EXERCISE: Go through the records underneath and write each one out again exactly.

SUPPLIED ENTRIES:
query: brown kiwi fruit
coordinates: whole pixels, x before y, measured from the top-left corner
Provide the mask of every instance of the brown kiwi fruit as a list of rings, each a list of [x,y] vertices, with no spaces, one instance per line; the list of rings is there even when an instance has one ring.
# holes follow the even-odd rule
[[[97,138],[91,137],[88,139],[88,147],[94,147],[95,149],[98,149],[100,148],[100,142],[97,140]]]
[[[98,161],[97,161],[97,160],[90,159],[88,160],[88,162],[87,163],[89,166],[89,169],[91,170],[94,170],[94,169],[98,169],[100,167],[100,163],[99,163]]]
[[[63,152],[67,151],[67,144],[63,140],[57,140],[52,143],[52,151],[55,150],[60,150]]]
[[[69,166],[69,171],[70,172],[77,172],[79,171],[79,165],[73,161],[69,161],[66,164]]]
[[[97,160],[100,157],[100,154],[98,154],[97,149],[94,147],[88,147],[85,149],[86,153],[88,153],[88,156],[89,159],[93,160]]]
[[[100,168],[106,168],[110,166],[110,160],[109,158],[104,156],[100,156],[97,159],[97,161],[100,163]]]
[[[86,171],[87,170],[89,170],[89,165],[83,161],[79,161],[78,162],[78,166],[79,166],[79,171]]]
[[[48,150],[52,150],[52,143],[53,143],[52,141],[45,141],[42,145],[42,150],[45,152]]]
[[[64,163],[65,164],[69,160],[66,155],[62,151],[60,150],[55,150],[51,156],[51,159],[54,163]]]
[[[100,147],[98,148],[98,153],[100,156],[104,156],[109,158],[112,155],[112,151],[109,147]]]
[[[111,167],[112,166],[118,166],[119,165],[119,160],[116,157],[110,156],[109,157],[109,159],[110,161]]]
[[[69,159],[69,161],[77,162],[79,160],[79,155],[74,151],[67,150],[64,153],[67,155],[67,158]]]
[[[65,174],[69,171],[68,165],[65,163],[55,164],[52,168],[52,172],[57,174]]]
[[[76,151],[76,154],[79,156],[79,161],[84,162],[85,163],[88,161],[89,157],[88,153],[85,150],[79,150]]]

SOLUTION:
query: brown kiwi fruit
coordinates: whole pixels, x before y, measured from the top-left corner
Provide the mask of every instance of the brown kiwi fruit as a list of rings, each a list of [x,y] vertices, with no spaces, one instance per line; the list of rings is there even when an instance has one ring.
# holes follow the even-odd rule
[[[97,138],[91,137],[88,139],[88,147],[94,147],[95,149],[98,149],[100,148],[100,142],[97,140]]]
[[[98,161],[97,161],[97,160],[90,159],[88,160],[88,162],[87,163],[89,166],[89,169],[91,170],[94,170],[94,169],[98,169],[100,167],[100,163],[99,163]]]
[[[63,152],[67,151],[67,144],[63,140],[57,140],[52,143],[52,151],[55,150],[60,150]]]
[[[69,166],[69,171],[70,172],[77,172],[79,171],[79,165],[73,161],[69,161],[66,164]]]
[[[97,160],[100,157],[100,154],[98,154],[97,149],[94,147],[88,147],[85,149],[86,153],[88,153],[88,156],[89,159],[93,160]]]
[[[100,168],[106,168],[110,166],[110,160],[109,158],[104,156],[100,156],[97,159],[97,161],[100,163]]]
[[[86,171],[87,170],[89,170],[89,165],[83,161],[79,161],[78,162],[78,166],[79,166],[79,171]]]
[[[48,150],[52,150],[52,143],[53,143],[52,141],[45,141],[42,145],[42,150],[45,152]]]
[[[64,163],[65,164],[69,160],[66,155],[62,151],[60,150],[55,150],[51,156],[51,159],[54,163]]]
[[[100,147],[98,148],[98,153],[100,156],[104,156],[109,158],[112,155],[112,151],[109,147]]]
[[[111,167],[112,166],[118,166],[119,165],[119,160],[116,157],[110,156],[109,157],[109,159],[110,161]]]
[[[69,159],[69,161],[77,162],[79,160],[79,155],[74,151],[67,150],[64,153],[67,155],[67,158]]]
[[[65,174],[69,171],[68,165],[65,163],[55,164],[52,168],[52,172],[57,174]]]
[[[76,151],[76,154],[79,156],[79,161],[84,162],[85,163],[88,161],[89,157],[88,153],[85,150],[79,150]]]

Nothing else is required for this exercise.